__ASSIGNMENT__.
In the records below, the line containing "of the sheer" marks the start. Copy that line and everything after it exactly, through the last line.

__GIVEN RECORDS__.
.....

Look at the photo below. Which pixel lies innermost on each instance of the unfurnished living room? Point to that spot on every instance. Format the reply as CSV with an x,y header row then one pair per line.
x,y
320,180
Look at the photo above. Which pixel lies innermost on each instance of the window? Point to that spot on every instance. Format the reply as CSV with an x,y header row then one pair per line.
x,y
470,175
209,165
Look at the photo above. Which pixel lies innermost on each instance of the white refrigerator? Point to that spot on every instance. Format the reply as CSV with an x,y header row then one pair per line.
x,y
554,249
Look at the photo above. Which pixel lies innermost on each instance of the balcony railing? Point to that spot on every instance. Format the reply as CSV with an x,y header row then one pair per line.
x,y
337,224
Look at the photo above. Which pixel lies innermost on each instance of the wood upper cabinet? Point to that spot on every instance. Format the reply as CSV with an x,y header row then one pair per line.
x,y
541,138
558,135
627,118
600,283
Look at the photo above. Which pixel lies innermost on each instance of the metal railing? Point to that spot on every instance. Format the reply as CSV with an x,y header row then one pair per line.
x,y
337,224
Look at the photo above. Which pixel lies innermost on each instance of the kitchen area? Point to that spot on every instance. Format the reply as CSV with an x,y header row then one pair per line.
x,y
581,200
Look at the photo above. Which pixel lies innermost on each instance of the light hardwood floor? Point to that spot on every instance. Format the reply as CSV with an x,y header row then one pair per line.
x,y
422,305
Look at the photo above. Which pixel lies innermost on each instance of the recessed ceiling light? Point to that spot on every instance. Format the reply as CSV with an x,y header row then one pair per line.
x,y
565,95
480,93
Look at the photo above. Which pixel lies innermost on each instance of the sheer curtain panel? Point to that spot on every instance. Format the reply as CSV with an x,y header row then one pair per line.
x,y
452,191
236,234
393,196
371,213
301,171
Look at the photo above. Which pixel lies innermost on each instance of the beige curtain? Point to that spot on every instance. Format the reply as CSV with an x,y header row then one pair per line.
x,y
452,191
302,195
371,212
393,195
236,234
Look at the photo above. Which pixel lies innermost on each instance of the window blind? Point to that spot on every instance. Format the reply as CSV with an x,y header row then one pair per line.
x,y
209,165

.....

__RESULT OF THE EXERCISE__.
Look at the photo above. Which pixel lies innermost on each instance of the sheer curtain panel? Point to that spot on every instance. Format the reply as CSV with an x,y header row then one pair per line.
x,y
452,191
236,234
393,196
371,213
301,171
Look at the photo above. Which pixel lies innermost on each instance of the beige curtain? Point to that spot on every instance. Format the reply as CSV with an x,y header row then one pair per line.
x,y
452,191
302,195
371,212
393,195
236,234
Look at the photo above. Which pixel lies innermost on each instance of the window blind? Point to that spot on every instance. Format the reply as CSV with an x,y header row then one pair per line.
x,y
209,165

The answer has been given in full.